WORK ORDER. The entries are to be output in full, word for word.

MATERIAL FOR THIS EXERCISE.
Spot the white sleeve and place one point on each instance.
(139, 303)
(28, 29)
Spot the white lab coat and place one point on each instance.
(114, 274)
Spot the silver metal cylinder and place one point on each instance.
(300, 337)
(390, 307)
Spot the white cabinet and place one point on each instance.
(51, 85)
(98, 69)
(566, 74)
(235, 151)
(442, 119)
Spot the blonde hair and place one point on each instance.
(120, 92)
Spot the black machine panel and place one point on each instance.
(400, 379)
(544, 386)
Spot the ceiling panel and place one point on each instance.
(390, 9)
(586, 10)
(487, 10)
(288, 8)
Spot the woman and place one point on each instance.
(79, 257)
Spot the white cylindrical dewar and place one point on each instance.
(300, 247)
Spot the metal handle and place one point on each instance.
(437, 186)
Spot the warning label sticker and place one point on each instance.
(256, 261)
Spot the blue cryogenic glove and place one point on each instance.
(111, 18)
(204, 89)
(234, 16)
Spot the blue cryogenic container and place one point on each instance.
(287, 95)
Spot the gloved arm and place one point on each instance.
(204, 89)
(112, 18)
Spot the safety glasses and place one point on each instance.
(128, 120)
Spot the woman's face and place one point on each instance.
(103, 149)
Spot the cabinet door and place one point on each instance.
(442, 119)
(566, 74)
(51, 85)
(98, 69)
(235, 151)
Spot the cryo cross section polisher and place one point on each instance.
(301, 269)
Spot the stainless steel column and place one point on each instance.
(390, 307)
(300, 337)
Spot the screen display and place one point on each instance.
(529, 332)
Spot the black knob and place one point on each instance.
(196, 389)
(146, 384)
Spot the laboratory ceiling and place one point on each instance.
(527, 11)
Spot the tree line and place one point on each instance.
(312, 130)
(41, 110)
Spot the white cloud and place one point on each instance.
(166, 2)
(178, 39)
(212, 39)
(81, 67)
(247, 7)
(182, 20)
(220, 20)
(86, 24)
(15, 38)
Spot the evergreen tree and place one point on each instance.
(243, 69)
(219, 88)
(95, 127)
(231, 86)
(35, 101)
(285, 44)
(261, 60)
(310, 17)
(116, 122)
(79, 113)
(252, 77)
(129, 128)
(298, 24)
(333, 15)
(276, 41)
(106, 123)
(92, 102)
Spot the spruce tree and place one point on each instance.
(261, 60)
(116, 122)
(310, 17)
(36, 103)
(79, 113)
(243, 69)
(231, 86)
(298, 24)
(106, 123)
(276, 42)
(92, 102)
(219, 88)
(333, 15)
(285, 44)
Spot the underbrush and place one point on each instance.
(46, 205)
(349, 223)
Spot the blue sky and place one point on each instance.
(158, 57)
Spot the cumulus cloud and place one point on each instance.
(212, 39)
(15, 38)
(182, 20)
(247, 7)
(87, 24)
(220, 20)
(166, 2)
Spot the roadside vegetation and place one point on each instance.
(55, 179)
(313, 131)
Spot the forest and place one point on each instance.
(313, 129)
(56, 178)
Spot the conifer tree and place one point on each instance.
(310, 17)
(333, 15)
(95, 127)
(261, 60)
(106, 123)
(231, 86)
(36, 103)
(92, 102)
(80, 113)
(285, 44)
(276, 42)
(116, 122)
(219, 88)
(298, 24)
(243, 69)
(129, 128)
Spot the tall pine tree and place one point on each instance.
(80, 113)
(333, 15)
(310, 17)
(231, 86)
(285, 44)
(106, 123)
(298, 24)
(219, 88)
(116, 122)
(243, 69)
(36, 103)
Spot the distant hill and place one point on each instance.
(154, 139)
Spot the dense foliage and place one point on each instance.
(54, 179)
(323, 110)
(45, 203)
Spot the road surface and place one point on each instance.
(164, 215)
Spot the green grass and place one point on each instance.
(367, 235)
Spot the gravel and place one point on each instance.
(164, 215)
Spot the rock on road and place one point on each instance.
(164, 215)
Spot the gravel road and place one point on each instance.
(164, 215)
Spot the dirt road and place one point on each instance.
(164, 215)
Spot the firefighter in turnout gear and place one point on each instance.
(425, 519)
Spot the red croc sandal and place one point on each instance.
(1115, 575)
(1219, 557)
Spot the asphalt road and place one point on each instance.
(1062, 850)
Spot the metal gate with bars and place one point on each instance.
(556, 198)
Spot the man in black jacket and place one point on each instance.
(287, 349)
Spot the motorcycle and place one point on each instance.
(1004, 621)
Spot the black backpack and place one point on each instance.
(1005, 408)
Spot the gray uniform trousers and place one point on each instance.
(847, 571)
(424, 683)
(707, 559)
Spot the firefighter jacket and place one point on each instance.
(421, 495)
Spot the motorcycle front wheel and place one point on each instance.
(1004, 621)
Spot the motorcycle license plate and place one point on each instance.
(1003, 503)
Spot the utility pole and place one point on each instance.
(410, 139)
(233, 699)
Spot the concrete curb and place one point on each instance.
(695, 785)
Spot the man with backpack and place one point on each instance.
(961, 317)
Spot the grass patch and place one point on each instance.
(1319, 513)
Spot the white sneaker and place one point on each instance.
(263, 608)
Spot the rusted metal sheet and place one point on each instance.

WRITTEN SOLUTION.
Spot the white sleeve and place one point on each instance.
(139, 303)
(28, 29)
Spot the white lab coat and place one point on each instance.
(114, 274)
Spot the silver metal cylinder and place one point on each instance.
(300, 337)
(390, 307)
Spot the white cabinet and place one point on each instance.
(51, 85)
(98, 69)
(566, 74)
(235, 151)
(442, 119)
Spot the blonde hair and place one point on each instance.
(120, 92)
Spot the black machine panel and place one point on each instance.
(400, 379)
(544, 386)
Spot the ceiling panel and place one point on each instance.
(390, 9)
(586, 10)
(487, 10)
(288, 8)
Spot the woman and place one point on each instance.
(79, 257)
Spot the white cylindrical dewar and place one point on each instance.
(300, 247)
Spot the metal handle and place one point on each instance.
(437, 186)
Spot the warning label sticker and place one point on each instance.
(256, 261)
Spot the blue cryogenic glove and place one point on each instance.
(111, 18)
(204, 89)
(234, 16)
Spot the blue cryogenic container and place one point on each instance.
(287, 95)
Spot the gloved arm and place one point on each instance.
(204, 89)
(112, 18)
Spot the safety glasses and place one point on each instance.
(128, 120)
Spot the woman's face and place one point on each instance.
(103, 149)
Spot the cabinet door and place one point on each instance.
(442, 119)
(566, 74)
(51, 85)
(98, 69)
(235, 151)
Spot the cryo cross section polisher and place one point on each instance.
(301, 269)
Spot the stainless steel column and place one point on each instance.
(390, 307)
(300, 337)
Spot the screen display and place one point on each instance.
(529, 332)
Spot the black knob and place one point on each instance.
(196, 389)
(146, 384)
Spot the laboratory ceiling and place one point on each instance.
(527, 11)
Spot the tree line and place one point on each instance.
(312, 130)
(41, 110)
Spot the white cloud and place one point on each instance.
(166, 2)
(178, 39)
(212, 39)
(81, 67)
(247, 7)
(182, 20)
(220, 20)
(86, 24)
(15, 38)
Spot the evergreen tree and place one point on each instance.
(243, 69)
(219, 88)
(95, 127)
(231, 86)
(35, 101)
(285, 44)
(261, 60)
(310, 17)
(116, 122)
(79, 113)
(252, 77)
(129, 128)
(298, 24)
(333, 15)
(276, 41)
(106, 123)
(92, 102)
Spot the spruce tree and place one point on each instance.
(261, 60)
(116, 122)
(310, 17)
(36, 103)
(79, 113)
(243, 69)
(231, 86)
(298, 24)
(106, 123)
(276, 42)
(92, 102)
(219, 88)
(333, 15)
(285, 44)
Spot the underbrush and place one point on each instance.
(46, 205)
(349, 223)
Spot the blue sky and place one point on each instance.
(158, 57)
Spot the cumulus cloud and place one point on each instance.
(212, 39)
(15, 38)
(182, 20)
(247, 7)
(87, 24)
(220, 20)
(166, 2)
Spot the roadside vegetation and place one point on each instance.
(55, 179)
(313, 131)
Spot the forest and place one point on each instance.
(313, 129)
(56, 178)
Spot the conifer tree and place one point on each instance.
(310, 17)
(333, 15)
(95, 127)
(261, 60)
(106, 123)
(231, 86)
(36, 103)
(92, 102)
(80, 113)
(285, 44)
(276, 42)
(116, 122)
(219, 88)
(298, 24)
(243, 69)
(129, 128)
Spot the tall pine tree and place one point on each instance.
(80, 113)
(333, 15)
(310, 17)
(231, 86)
(285, 44)
(106, 123)
(298, 24)
(219, 88)
(116, 122)
(243, 69)
(36, 103)
Spot the distant hill and place one point on each instance.
(154, 139)
Spot the dense foliage and place one point on each instance.
(54, 179)
(323, 110)
(45, 203)
Spot the road surface and place one point on each instance.
(164, 215)
Spot the green grass and place one point on each instance.
(367, 235)
Spot the gravel and place one point on each instance.
(164, 215)
Spot the rock on road and place one point on each instance.
(164, 215)
Spot the gravel road and place one point on each instance.
(164, 215)
Spot the dirt road and place one point on each instance.
(164, 215)
Spot the firefighter in turnout gear and place one point on each instance.
(425, 519)
Spot the red croc sandal and place one point on each instance.
(1115, 575)
(1219, 557)
Spot the asphalt road and place one point on each instance.
(1062, 850)
Spot the metal gate with bars and place one point on each instance.
(556, 198)
Spot the man in black jacket and place one point on each instance.
(287, 349)
Spot the motorcycle and place one point on each instance.
(1004, 621)
Spot the black backpack and place one point on each instance.
(1005, 408)
Spot the gray uniform trousers and place one point on each instance.
(847, 571)
(424, 683)
(707, 559)
Spot the firefighter jacket and place one point on each instance.
(421, 495)
Spot the motorcycle front wheel and place one point on each instance.
(1004, 621)
Spot the motorcycle license plate and place one point on each instance.
(1003, 503)
Spot the utility pole and place one point on each instance.
(410, 139)
(233, 699)
Spot the concrete curb and place one point on each instance.
(695, 785)
Spot the man with backpack and place one point on each instance.
(961, 317)
Spot the grass patch and place one point on each instance.
(1319, 513)
Spot the white sneaker and place one point on each instance.
(263, 608)
Spot the rusted metal sheet and place one point on each instance.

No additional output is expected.